### PROBLEM DETAILS
All that is needed is an exact copy of the lines from the beginning of the data below through the line containing "For full credit, report the bounding box of the blue", minus the pictures.

### EXERCISE INPUT
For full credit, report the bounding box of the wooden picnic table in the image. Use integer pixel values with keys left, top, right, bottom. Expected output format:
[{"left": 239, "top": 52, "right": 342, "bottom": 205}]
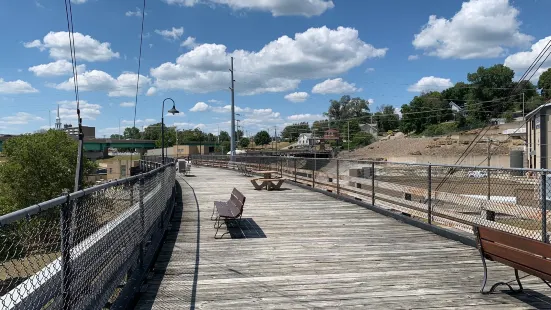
[
  {"left": 251, "top": 170, "right": 279, "bottom": 179},
  {"left": 250, "top": 170, "right": 284, "bottom": 191}
]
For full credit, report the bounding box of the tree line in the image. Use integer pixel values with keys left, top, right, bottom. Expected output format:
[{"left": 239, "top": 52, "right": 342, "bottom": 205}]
[{"left": 280, "top": 65, "right": 551, "bottom": 145}]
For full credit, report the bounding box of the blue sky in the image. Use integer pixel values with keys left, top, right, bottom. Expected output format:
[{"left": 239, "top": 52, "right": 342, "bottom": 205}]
[{"left": 1, "top": 0, "right": 550, "bottom": 137}]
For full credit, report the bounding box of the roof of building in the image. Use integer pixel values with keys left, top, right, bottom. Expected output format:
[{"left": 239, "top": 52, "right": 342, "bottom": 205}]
[
  {"left": 299, "top": 133, "right": 313, "bottom": 138},
  {"left": 525, "top": 102, "right": 551, "bottom": 120}
]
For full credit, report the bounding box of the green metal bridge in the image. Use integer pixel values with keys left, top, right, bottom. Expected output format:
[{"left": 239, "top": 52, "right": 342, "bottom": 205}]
[{"left": 0, "top": 137, "right": 156, "bottom": 152}]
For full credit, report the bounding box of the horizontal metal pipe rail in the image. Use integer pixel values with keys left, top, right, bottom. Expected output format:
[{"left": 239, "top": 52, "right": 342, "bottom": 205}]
[{"left": 194, "top": 155, "right": 550, "bottom": 243}]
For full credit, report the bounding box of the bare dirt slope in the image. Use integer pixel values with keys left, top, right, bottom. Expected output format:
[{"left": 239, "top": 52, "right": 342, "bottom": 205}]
[{"left": 341, "top": 136, "right": 513, "bottom": 160}]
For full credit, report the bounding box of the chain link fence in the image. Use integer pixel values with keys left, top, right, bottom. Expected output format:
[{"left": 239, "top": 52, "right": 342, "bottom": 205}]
[
  {"left": 195, "top": 155, "right": 549, "bottom": 243},
  {"left": 0, "top": 158, "right": 176, "bottom": 310}
]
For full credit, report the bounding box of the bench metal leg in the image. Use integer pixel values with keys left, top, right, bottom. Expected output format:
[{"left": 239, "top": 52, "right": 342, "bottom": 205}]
[
  {"left": 480, "top": 249, "right": 524, "bottom": 294},
  {"left": 214, "top": 217, "right": 241, "bottom": 239},
  {"left": 210, "top": 204, "right": 217, "bottom": 220}
]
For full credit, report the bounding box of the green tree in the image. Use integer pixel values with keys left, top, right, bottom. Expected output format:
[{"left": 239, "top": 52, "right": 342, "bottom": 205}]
[
  {"left": 254, "top": 130, "right": 271, "bottom": 146},
  {"left": 219, "top": 131, "right": 230, "bottom": 142},
  {"left": 374, "top": 105, "right": 400, "bottom": 132},
  {"left": 441, "top": 82, "right": 471, "bottom": 107},
  {"left": 325, "top": 95, "right": 370, "bottom": 121},
  {"left": 466, "top": 64, "right": 515, "bottom": 120},
  {"left": 239, "top": 137, "right": 250, "bottom": 148},
  {"left": 399, "top": 92, "right": 453, "bottom": 134},
  {"left": 236, "top": 129, "right": 244, "bottom": 140},
  {"left": 123, "top": 127, "right": 141, "bottom": 139},
  {"left": 351, "top": 132, "right": 375, "bottom": 149},
  {"left": 143, "top": 123, "right": 163, "bottom": 141},
  {"left": 0, "top": 130, "right": 96, "bottom": 215},
  {"left": 281, "top": 122, "right": 310, "bottom": 141},
  {"left": 110, "top": 134, "right": 124, "bottom": 139},
  {"left": 538, "top": 68, "right": 551, "bottom": 100}
]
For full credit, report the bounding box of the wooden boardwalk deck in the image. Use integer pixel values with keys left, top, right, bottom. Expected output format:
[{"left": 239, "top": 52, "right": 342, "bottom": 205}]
[{"left": 134, "top": 166, "right": 551, "bottom": 309}]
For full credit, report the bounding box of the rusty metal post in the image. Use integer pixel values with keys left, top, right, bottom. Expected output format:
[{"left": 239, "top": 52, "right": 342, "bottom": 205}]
[
  {"left": 336, "top": 159, "right": 340, "bottom": 196},
  {"left": 371, "top": 162, "right": 375, "bottom": 206},
  {"left": 294, "top": 158, "right": 297, "bottom": 182},
  {"left": 542, "top": 172, "right": 548, "bottom": 243},
  {"left": 428, "top": 164, "right": 432, "bottom": 225}
]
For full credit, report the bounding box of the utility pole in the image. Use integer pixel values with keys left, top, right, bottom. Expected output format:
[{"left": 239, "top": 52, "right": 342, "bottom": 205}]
[
  {"left": 522, "top": 92, "right": 525, "bottom": 120},
  {"left": 229, "top": 57, "right": 236, "bottom": 161},
  {"left": 347, "top": 121, "right": 350, "bottom": 152},
  {"left": 274, "top": 126, "right": 278, "bottom": 152}
]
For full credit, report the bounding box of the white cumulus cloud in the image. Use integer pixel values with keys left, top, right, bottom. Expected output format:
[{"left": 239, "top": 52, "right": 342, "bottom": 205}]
[
  {"left": 287, "top": 114, "right": 325, "bottom": 122},
  {"left": 24, "top": 31, "right": 120, "bottom": 62},
  {"left": 284, "top": 92, "right": 309, "bottom": 102},
  {"left": 126, "top": 7, "right": 146, "bottom": 17},
  {"left": 54, "top": 70, "right": 151, "bottom": 97},
  {"left": 181, "top": 36, "right": 198, "bottom": 49},
  {"left": 28, "top": 60, "right": 86, "bottom": 77},
  {"left": 163, "top": 0, "right": 334, "bottom": 17},
  {"left": 146, "top": 87, "right": 157, "bottom": 96},
  {"left": 413, "top": 0, "right": 533, "bottom": 59},
  {"left": 408, "top": 55, "right": 420, "bottom": 61},
  {"left": 155, "top": 27, "right": 184, "bottom": 40},
  {"left": 0, "top": 78, "right": 39, "bottom": 94},
  {"left": 504, "top": 36, "right": 551, "bottom": 82},
  {"left": 151, "top": 26, "right": 386, "bottom": 95},
  {"left": 408, "top": 76, "right": 453, "bottom": 92},
  {"left": 120, "top": 102, "right": 135, "bottom": 107},
  {"left": 312, "top": 78, "right": 361, "bottom": 94},
  {"left": 0, "top": 112, "right": 44, "bottom": 125},
  {"left": 190, "top": 101, "right": 209, "bottom": 112},
  {"left": 57, "top": 100, "right": 102, "bottom": 120}
]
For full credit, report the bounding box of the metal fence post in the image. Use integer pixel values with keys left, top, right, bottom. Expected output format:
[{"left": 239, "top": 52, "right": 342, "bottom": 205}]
[
  {"left": 139, "top": 177, "right": 145, "bottom": 267},
  {"left": 427, "top": 164, "right": 432, "bottom": 225},
  {"left": 371, "top": 162, "right": 375, "bottom": 206},
  {"left": 312, "top": 158, "right": 315, "bottom": 188},
  {"left": 542, "top": 172, "right": 548, "bottom": 243},
  {"left": 336, "top": 159, "right": 340, "bottom": 196},
  {"left": 60, "top": 190, "right": 73, "bottom": 310},
  {"left": 294, "top": 158, "right": 297, "bottom": 182}
]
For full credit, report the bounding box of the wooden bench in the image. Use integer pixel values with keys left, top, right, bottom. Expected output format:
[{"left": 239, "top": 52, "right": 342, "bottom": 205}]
[
  {"left": 251, "top": 178, "right": 284, "bottom": 191},
  {"left": 475, "top": 226, "right": 551, "bottom": 294},
  {"left": 211, "top": 188, "right": 246, "bottom": 238}
]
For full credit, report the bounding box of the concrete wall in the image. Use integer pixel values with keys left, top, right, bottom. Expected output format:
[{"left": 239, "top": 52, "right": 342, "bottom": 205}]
[
  {"left": 106, "top": 159, "right": 139, "bottom": 180},
  {"left": 146, "top": 145, "right": 216, "bottom": 158}
]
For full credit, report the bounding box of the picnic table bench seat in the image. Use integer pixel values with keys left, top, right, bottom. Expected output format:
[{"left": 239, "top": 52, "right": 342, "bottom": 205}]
[{"left": 475, "top": 226, "right": 551, "bottom": 294}]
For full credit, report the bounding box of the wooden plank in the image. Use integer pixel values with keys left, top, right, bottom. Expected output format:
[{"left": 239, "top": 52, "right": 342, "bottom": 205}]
[
  {"left": 481, "top": 240, "right": 551, "bottom": 276},
  {"left": 133, "top": 165, "right": 550, "bottom": 309},
  {"left": 479, "top": 226, "right": 551, "bottom": 258}
]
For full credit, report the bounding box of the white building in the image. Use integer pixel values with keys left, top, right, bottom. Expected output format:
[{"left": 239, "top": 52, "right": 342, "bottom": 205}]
[{"left": 297, "top": 133, "right": 313, "bottom": 147}]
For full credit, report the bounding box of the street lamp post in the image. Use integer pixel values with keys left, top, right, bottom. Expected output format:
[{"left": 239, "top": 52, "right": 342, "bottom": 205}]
[{"left": 162, "top": 98, "right": 179, "bottom": 164}]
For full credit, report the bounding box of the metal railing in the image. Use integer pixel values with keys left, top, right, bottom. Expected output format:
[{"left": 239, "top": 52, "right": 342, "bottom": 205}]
[
  {"left": 0, "top": 157, "right": 176, "bottom": 310},
  {"left": 194, "top": 155, "right": 550, "bottom": 243}
]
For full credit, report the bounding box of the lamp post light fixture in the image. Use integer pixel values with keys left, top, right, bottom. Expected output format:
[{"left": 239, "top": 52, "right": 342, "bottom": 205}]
[{"left": 162, "top": 98, "right": 179, "bottom": 164}]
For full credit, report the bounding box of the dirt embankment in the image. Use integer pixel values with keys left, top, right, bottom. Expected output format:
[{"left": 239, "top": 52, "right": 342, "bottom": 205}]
[{"left": 340, "top": 136, "right": 515, "bottom": 161}]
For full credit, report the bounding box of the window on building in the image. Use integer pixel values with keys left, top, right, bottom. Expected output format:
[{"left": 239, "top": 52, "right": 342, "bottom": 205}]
[{"left": 121, "top": 165, "right": 126, "bottom": 177}]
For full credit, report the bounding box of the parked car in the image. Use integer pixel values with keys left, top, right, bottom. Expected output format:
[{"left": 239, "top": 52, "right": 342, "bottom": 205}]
[{"left": 467, "top": 170, "right": 488, "bottom": 178}]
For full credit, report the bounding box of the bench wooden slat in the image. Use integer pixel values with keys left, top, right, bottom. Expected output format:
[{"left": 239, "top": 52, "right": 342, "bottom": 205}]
[
  {"left": 479, "top": 226, "right": 551, "bottom": 257},
  {"left": 485, "top": 253, "right": 551, "bottom": 282},
  {"left": 232, "top": 188, "right": 246, "bottom": 205},
  {"left": 480, "top": 239, "right": 551, "bottom": 277}
]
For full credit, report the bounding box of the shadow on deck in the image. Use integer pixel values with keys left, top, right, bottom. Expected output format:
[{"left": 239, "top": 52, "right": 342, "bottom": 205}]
[{"left": 133, "top": 167, "right": 551, "bottom": 309}]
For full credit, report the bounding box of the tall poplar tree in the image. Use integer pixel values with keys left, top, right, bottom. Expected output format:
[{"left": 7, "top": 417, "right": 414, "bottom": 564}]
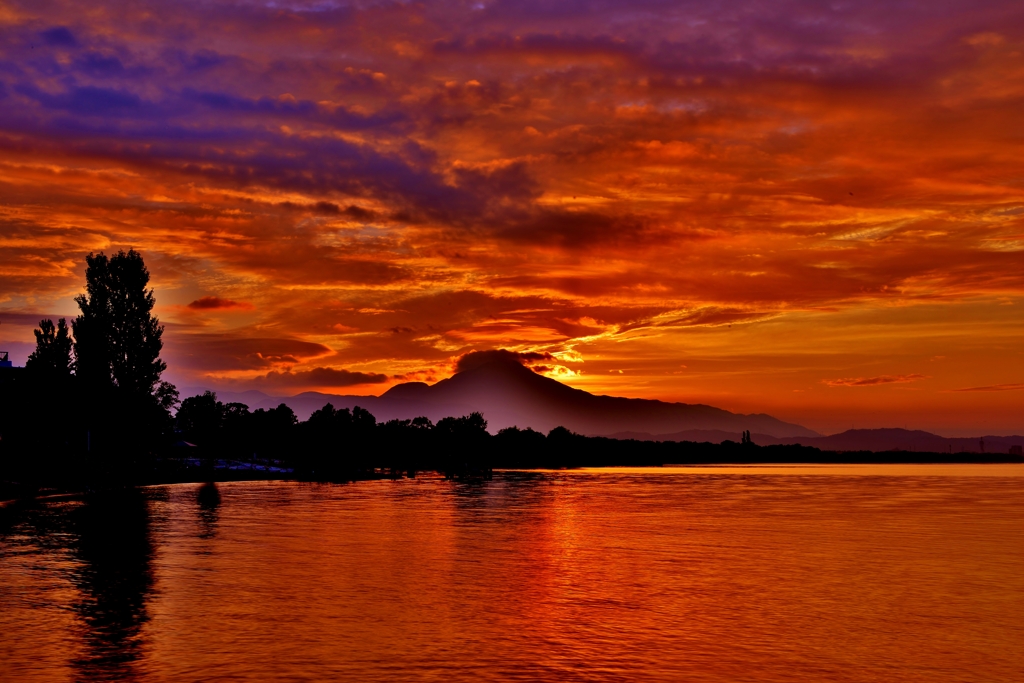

### WRITTEN SOLUTION
For full credit, report the bounding box of the wooden picnic table in the image. Use integer pixel values with keys left, top, right, bottom. Expected output format:
[{"left": 239, "top": 52, "right": 342, "bottom": 205}]
[
  {"left": 251, "top": 170, "right": 279, "bottom": 179},
  {"left": 250, "top": 170, "right": 284, "bottom": 191}
]
For full credit, report the bounding box of the tree line in the image. Use integer pixel values with keys left, top, right, bottom. Expected output format:
[{"left": 239, "top": 52, "right": 342, "bottom": 205}]
[{"left": 280, "top": 65, "right": 551, "bottom": 145}]
For full credit, report the bounding box of the blue sky in the image. Use integer pixel values with keys left, top, right, bottom. Expected output format:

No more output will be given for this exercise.